When you transcribe the listing, keep each line exact and drop the pictures.

==============================

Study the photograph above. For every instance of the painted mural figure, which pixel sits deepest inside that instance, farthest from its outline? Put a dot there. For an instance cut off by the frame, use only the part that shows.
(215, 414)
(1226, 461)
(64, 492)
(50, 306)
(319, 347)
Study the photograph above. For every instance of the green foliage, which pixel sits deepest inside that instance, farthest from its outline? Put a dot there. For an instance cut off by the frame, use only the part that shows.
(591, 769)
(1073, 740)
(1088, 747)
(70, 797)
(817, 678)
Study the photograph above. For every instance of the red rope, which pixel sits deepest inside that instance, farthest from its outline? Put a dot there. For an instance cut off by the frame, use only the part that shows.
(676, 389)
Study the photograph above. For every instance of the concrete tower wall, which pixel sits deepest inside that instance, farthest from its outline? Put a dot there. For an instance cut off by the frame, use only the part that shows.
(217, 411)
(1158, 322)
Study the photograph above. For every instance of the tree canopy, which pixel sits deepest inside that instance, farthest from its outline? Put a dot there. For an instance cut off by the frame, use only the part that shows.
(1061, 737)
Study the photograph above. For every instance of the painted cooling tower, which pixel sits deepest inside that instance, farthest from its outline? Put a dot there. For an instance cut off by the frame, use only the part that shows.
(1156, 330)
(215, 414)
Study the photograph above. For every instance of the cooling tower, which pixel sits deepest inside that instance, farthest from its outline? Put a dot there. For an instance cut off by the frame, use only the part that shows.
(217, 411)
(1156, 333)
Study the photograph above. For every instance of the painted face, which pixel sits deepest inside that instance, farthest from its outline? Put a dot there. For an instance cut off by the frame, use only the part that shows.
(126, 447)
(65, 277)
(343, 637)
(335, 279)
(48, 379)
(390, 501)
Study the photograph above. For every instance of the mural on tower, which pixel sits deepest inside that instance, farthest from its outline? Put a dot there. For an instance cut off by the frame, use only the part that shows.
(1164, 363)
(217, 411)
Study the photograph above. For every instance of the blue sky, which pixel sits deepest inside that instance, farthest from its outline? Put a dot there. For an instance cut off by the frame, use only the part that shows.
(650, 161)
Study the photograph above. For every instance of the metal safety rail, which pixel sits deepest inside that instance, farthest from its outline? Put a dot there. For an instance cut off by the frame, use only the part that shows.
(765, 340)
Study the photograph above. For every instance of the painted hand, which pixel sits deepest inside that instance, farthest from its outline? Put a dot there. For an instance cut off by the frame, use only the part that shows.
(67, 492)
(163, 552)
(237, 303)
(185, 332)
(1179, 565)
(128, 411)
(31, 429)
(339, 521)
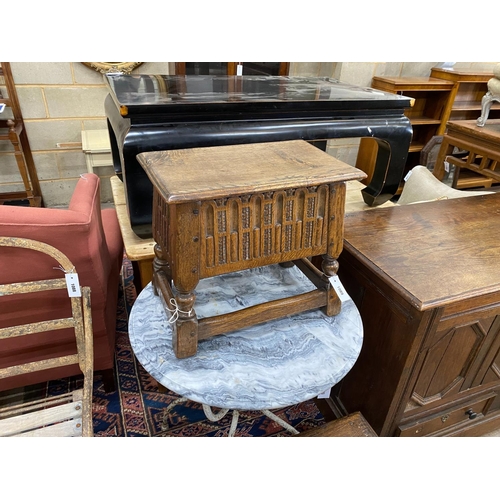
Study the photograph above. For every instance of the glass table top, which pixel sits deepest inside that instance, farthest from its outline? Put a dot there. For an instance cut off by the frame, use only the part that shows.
(138, 91)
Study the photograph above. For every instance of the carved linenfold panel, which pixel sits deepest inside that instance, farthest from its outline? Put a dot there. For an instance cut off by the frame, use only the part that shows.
(161, 222)
(271, 225)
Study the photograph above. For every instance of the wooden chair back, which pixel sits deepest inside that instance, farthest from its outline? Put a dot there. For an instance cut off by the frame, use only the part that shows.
(65, 415)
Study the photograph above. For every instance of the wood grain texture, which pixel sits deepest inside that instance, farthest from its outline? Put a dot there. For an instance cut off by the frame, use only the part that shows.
(207, 173)
(51, 416)
(426, 281)
(465, 230)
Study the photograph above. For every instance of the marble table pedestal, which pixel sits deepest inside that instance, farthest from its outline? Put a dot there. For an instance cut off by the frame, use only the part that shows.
(263, 367)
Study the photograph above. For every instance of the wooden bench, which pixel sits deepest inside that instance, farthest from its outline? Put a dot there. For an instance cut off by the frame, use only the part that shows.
(353, 425)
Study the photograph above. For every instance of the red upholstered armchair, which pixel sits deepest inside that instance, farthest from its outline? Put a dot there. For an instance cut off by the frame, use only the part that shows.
(91, 239)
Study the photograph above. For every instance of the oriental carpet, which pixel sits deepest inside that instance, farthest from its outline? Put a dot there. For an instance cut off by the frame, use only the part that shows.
(136, 407)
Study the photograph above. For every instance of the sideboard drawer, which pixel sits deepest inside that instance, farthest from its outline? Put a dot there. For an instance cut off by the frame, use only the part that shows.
(437, 424)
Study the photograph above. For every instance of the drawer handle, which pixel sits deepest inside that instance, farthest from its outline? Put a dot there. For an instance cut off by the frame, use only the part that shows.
(472, 415)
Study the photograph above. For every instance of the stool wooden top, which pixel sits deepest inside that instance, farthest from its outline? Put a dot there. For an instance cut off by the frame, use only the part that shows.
(207, 173)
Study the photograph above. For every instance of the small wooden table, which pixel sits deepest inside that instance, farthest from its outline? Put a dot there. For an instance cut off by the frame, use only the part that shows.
(483, 146)
(253, 205)
(139, 251)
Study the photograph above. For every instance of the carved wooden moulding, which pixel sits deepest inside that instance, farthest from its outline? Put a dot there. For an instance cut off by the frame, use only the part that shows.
(230, 208)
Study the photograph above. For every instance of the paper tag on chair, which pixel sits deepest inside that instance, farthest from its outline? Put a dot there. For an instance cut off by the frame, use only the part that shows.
(324, 395)
(339, 288)
(73, 285)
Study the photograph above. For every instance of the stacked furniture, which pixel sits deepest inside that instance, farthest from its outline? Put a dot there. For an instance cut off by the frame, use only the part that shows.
(13, 129)
(446, 95)
(91, 239)
(68, 414)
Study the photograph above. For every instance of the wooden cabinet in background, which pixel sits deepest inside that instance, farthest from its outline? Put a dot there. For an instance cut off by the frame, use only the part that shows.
(426, 281)
(430, 99)
(466, 94)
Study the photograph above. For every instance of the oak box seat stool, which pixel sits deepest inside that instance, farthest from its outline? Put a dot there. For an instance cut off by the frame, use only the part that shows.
(226, 209)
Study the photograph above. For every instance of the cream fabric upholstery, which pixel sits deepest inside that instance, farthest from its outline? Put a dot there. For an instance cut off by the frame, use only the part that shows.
(422, 186)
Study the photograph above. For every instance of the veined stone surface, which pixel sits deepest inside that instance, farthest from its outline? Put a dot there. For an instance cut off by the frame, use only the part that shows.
(275, 364)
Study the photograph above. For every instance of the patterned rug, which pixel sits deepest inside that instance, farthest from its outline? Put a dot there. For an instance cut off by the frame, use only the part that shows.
(136, 408)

==============================

Result below >>
Study the photograph above. For every instance of the painted mural figure, which pixel sits deepest inside that instance, farthest from its outline? Put a dot there. For an instance cut off by the frame, use only the part that shows.
(215, 414)
(1226, 461)
(64, 492)
(50, 306)
(319, 347)
Study the photograph above. For every instance of the green foliage, which pixel sits deepest inside that instance, farthest from its outline? Put a dot there. For an instance cut off by the frame, use only the part that shows.
(591, 769)
(1073, 740)
(1088, 747)
(70, 797)
(817, 678)
Study the photograph above. For every instance of the red rope, which pixel sits deepest inside that instance, farthest from its outline? Put a dot there. For an instance cut off by the frame, use only the part that shows.
(676, 389)
Study the photograph above. For every instance of the concrete tower wall, which pixel sits deepest inside that instance, farthest from its outline? Put a dot there. For an instance cut off by the frame, use only the part that shows.
(217, 411)
(1158, 322)
Study the photograph above. For every instance of the tree canopy, which pixel sits deepest inside that instance, farthest from its outline? Put a dot there. For an instance cut off by the frame, use only the part that shows.
(1061, 737)
Study the photograph above. For every instance of the painted cooling tower, which pixel sits deepest inside that instance, farthest from its outline? Put a dot there. For an instance cut off by the frame, use only the part that shows.
(1156, 330)
(215, 414)
Study the photograph above. For every instance of the cooling tower, which pixel sits deepest inside that instance, farthest from its outline? Put a dot there. For an instance cut off by the frame, use only the part that shows.
(217, 411)
(1156, 333)
Study the photograph above. For every instance of the painted face, which pixel sits deepest inside that instance, farthest from its outline? Put a dot there. For an instance cut off by the frame, use only the part that shows.
(126, 447)
(65, 277)
(343, 637)
(335, 279)
(48, 379)
(390, 501)
Study the photograph above. For every instance of the mural on tower, which pixel sits deepest inside that instance, farthest from its outline? Put a dot there. For an instance cut off by the frame, use only the part that shows.
(1164, 363)
(217, 411)
Study the photograph above. For every instance of the blue sky, which pixel sits deepest inside that instance, farthest from its outline? Put a dot there. For an instance cut off by the frame, use only the part that shows.
(650, 161)
Study the photograph above. For every instance of the metal safety rail, which pixel sits deepest inside that instance, farthest from its outline? Put a dot there. For an instance cut off by the frame, use only the part that shows.
(765, 340)
Study the photograph above. For every instance of the painted hand, which pixel sits deepest inside that instance, farthest from its outline? Put a dot there. For an instance cut off by the frame, use only the part that shows.
(67, 492)
(163, 552)
(237, 303)
(185, 332)
(1179, 565)
(128, 411)
(31, 429)
(339, 521)
Study the photograph above. For every instance of the glass table top, which pixel sits deepest inside that instance, farthest from its outline? Put a dot there. For an instance cut off by the frame, use only the part that shows.
(138, 91)
Study the photograph above. For every instance of the carved linenfold panel, which pixel sits deepest inside that instance, farthest from its outline? Put a dot there. For an instance cut off by the frame, use only the part that shows.
(161, 222)
(271, 225)
Study the photograph above. For every instance of the wooden chair back, which pixel sits deepest inside that instance, farthest from its outline? Put a dot there. For an instance cut off by the frame, use only the part that shows.
(65, 415)
Study the photograph above. For every instance of the wood grain texture, which pixel sits deepest inside that instance, farthest from its outline? Put a dot there. For an instance cut off by the frame, use only the part that shows.
(207, 173)
(51, 416)
(426, 281)
(465, 230)
Study the photograph above. For every instance of the marble table pedestal, which pixel sits deepest inside that instance, farthest from its outline? Put a dot there. For an instance cut off by the frame, use only the part that shows.
(263, 367)
Study the photograph above. For every instance of the wooden bench, which pixel sits deepest inside that instance, farthest from its outline? Put a dot there. For an instance cut off by the frame, use only the part that shows.
(353, 425)
Study the photograph above. For every instance of the red upholstered armchair, which pixel sits deepest inside that instance, farthest from its outline? Put a dot there. For an instance cut off by the frame, use only the part that shows.
(91, 239)
Study the photograph above. For every instance of the oriental carpet, which pixel sits deepest inside that instance, farthest from its outline? Put a dot there. For an instance cut off by the frame, use only the part that shows.
(136, 407)
Study the photograph above. For every instance of the sideboard drawer, which pixel sits deepest inside that instance, farthest from its outline? Put a dot there. For an instance cut off by the frame, use only the part that shows.
(437, 424)
Study the photograph above. For every instance of the drawer handle, which pixel sits deepest inside that instance, farthest from its outline? Put a dot there. For an instance cut off by the frame, use only the part that shows.
(472, 415)
Study the photograph above. For every instance of the stool wooden top, which pixel sits deepest inside that instance, farthest from its outline? Put a dot there. For an instance cut off by the frame, use only the part that shows.
(207, 173)
Study the photograph above. For every instance of the small wooden table, which pixel sits deepest inside that instance, farthest from its outline? Put a dot there. For an instance cut off by the frame, use only the part that shows.
(483, 146)
(253, 205)
(139, 251)
Study the photograph above. For every instance of the carved wooden moulding, which pixel sits deepest inside that instance, farthest from its outline? Put a dot there. For an instance cut off by the frame, use only the part that shows.
(230, 208)
Study the photograph above. For every instance of the paper tag on chair, which pixel sits deepest inside that instance, farthest from its outline? Put a dot there. For an instance cut off by the frame, use only the part that shows.
(324, 395)
(339, 288)
(73, 285)
Study the photograph above. For every instance of the stacked furniture, which pixel sits deepest inside that instance, farthest from its outline? Put a dot there. For an instance cut off by the frame, use only the part that shows.
(13, 129)
(446, 95)
(91, 239)
(68, 414)
Study the photograph above. For every instance of the wooden cabinet in background, which pixel sits deepest inside that instance, farthest from its outline? Put a dot there. For an instance cut off by the frame, use only the part that shows.
(426, 281)
(430, 99)
(466, 94)
Study the photograph above. For every instance of the oak box seat stool, which pixel sits deepest inside that instance, farthest from its outline? Put a dot there. For an instance cut off by the frame, use only the part that shows.
(226, 209)
Study the photograph above. For every instance of the cream fabric upholstery, which pixel sits deepest inside that instance, farthest from its outline? Put a dot there. For an instance cut off by the frame, use only the part that shows.
(422, 186)
Study the photograph above. For every instance of the veined stone surface, which pixel sits deepest inside that instance, farthest from its outline? Put a dot there. For an instance cut off by the frame, use only the part that shows.
(275, 364)
Study the photograph above. For every instance of the patterned rug, which pixel sits deepest inside that instance, farthest from its outline? Put a dot there. For an instance cut off by the frame, use only the part that shows.
(136, 408)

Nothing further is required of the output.